[Annotated coordinate records]:

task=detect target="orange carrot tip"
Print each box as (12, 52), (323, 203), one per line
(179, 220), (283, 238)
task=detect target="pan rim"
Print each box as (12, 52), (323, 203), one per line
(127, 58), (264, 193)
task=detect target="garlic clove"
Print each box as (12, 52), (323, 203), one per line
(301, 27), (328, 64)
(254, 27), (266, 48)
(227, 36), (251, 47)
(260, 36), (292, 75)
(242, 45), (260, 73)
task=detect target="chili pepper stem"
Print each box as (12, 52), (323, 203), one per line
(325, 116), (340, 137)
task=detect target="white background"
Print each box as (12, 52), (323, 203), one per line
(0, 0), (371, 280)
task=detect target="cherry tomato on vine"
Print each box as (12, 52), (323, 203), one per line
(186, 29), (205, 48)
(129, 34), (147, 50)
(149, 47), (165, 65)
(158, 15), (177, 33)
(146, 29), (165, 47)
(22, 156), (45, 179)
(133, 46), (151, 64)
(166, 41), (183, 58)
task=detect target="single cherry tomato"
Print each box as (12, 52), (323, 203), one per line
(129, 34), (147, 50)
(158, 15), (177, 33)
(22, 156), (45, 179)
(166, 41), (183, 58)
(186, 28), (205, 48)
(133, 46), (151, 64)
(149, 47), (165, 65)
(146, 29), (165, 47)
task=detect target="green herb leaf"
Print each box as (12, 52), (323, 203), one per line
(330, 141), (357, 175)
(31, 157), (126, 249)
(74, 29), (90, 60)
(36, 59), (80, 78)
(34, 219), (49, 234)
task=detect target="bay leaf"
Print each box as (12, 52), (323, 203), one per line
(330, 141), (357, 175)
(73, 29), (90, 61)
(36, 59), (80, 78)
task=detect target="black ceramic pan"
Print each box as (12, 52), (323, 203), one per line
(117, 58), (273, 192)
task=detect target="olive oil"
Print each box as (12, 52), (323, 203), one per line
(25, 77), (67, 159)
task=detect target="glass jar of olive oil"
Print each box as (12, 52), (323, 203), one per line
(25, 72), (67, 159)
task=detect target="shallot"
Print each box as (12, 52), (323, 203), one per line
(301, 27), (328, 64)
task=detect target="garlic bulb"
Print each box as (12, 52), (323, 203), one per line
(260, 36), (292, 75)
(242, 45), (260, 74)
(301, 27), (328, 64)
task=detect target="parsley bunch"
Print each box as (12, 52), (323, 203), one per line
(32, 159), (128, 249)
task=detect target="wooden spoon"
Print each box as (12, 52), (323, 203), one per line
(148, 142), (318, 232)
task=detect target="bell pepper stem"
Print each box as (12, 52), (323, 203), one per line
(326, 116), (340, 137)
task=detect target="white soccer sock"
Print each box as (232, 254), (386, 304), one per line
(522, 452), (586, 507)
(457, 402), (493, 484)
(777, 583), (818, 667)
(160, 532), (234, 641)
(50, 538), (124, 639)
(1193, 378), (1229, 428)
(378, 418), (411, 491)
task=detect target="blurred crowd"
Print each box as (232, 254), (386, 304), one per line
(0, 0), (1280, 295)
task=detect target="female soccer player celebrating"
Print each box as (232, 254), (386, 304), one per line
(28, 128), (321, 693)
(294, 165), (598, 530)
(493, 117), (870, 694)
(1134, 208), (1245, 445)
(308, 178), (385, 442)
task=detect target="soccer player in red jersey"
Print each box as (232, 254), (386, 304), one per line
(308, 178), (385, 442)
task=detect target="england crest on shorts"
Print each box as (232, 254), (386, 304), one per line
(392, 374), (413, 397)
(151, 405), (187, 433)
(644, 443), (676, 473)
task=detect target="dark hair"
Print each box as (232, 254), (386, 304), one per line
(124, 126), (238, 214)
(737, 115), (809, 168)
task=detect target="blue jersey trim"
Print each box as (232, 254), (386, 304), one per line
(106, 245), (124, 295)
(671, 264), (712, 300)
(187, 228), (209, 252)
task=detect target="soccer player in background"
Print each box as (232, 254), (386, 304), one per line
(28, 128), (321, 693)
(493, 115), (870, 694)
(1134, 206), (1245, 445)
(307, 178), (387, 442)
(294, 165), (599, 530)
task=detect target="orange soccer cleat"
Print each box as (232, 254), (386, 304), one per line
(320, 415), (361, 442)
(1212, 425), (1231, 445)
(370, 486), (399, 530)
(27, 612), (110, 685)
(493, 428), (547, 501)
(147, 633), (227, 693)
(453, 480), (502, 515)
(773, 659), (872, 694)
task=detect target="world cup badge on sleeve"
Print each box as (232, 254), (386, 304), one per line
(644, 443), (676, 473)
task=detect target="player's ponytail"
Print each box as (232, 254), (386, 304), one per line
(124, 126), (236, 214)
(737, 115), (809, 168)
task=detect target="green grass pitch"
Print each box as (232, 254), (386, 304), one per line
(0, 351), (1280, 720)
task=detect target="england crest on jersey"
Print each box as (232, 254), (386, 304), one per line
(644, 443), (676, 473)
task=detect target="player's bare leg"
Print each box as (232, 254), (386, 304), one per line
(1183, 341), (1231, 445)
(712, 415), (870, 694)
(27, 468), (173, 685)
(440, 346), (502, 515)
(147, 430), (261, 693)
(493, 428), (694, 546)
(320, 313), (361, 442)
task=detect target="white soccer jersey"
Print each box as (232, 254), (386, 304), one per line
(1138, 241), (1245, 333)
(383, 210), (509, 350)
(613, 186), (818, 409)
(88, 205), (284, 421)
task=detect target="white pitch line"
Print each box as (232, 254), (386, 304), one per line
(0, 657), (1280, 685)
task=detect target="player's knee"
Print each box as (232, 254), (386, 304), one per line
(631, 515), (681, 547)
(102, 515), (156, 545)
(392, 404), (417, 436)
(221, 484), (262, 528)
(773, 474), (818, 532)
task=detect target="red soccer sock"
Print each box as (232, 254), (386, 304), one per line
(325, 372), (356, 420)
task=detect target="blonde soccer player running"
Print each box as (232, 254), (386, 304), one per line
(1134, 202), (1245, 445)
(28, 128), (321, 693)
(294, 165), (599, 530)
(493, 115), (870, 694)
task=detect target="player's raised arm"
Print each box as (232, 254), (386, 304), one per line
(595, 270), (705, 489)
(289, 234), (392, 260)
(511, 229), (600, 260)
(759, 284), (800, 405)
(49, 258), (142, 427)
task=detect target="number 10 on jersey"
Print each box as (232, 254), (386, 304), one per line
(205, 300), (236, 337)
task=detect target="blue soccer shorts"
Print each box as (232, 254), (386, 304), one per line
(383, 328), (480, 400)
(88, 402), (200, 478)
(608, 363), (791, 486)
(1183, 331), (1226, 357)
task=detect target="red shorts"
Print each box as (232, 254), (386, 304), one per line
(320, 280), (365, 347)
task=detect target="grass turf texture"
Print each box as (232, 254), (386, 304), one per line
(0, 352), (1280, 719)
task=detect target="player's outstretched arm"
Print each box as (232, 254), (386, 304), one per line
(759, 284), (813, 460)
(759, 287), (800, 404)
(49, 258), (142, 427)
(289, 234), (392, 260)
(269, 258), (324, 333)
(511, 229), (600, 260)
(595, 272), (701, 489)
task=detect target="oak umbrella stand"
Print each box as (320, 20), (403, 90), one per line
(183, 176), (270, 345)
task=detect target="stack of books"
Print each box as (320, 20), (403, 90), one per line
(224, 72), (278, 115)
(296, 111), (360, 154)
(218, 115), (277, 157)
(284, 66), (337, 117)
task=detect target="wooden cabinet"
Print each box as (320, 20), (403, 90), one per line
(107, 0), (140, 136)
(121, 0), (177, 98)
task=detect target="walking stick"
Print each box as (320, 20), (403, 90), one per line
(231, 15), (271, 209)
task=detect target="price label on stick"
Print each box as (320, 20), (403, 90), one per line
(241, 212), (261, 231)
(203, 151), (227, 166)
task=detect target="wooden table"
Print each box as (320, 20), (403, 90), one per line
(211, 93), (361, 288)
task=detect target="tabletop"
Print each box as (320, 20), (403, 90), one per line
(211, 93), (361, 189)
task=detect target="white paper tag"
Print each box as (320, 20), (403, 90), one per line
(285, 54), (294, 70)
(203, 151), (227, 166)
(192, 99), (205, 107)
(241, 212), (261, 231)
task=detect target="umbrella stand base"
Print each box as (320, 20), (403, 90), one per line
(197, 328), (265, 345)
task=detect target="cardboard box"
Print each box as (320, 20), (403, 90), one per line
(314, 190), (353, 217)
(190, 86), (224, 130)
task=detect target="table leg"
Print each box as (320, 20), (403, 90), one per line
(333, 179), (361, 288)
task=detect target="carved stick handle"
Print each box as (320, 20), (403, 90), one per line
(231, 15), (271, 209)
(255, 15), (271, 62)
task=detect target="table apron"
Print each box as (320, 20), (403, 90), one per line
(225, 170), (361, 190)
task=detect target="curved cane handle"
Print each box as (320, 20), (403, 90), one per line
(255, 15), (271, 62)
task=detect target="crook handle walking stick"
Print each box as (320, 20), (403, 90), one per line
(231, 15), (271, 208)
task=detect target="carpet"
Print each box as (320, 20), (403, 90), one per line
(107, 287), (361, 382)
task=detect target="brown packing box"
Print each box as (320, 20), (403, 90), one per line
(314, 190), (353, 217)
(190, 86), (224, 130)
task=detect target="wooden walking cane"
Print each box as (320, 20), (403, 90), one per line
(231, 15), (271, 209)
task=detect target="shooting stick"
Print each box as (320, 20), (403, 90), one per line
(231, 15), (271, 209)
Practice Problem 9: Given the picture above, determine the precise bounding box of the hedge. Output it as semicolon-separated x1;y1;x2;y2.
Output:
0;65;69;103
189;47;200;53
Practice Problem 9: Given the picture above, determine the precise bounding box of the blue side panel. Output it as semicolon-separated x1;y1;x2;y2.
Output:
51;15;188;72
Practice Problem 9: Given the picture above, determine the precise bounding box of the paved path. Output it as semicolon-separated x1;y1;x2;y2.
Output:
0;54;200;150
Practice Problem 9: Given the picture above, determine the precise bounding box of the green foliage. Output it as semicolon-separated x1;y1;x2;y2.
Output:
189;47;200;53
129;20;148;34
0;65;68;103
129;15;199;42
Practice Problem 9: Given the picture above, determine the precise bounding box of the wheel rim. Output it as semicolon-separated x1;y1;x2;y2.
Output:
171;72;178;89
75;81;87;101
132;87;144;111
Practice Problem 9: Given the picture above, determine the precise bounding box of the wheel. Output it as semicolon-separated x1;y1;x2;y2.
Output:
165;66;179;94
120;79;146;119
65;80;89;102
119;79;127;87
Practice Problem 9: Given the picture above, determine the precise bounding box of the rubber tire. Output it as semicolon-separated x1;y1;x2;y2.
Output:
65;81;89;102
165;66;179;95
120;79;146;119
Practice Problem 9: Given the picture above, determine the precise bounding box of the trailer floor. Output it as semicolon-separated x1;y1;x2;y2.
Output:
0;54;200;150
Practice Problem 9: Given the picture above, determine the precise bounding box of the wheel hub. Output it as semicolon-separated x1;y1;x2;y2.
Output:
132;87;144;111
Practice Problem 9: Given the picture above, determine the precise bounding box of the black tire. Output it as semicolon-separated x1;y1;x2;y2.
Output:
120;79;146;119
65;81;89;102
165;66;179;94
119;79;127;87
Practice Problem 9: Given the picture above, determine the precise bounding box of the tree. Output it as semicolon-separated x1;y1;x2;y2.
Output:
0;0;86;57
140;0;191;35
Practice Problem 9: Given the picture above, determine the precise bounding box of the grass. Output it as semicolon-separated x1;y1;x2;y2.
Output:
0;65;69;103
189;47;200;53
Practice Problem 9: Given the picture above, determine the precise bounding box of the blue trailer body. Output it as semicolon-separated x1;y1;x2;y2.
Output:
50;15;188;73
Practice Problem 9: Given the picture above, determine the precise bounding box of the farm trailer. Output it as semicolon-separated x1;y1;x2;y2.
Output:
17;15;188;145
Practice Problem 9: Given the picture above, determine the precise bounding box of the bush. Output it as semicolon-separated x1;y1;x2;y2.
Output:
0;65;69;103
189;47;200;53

[Your task]: Please reproduce the data from the line with "floor. Output it as semicolon-separated x1;y1;x2;y2." to the line with "140;0;191;35", replacing "precise" with "exact" and changing nothing else. Give only those lines.

[Output for this exercise]:
Practice Problem 9: Given the picture above, determine the exact bounding box of the trailer floor. Output it as semicolon-separated x1;y1;x2;y2.
Output:
0;54;200;150
Practice Problem 9: Given the picture above, determine the exact bounding box of the wheel hub. Output it as semicolon-separated x1;y1;x2;y2.
Output:
132;87;144;111
Practice Problem 9: Given the picture above, determine the exact bounding box of the black tire. Output it as semicolon-separated x1;y1;x2;y2.
Output:
120;79;146;119
65;81;89;102
165;66;179;94
119;79;127;87
Practice Problem 9: Given the picture above, determine the exact bounding box of the tree. Output it as semicolon-separated x1;y1;x2;y2.
Output:
0;0;86;57
140;0;191;35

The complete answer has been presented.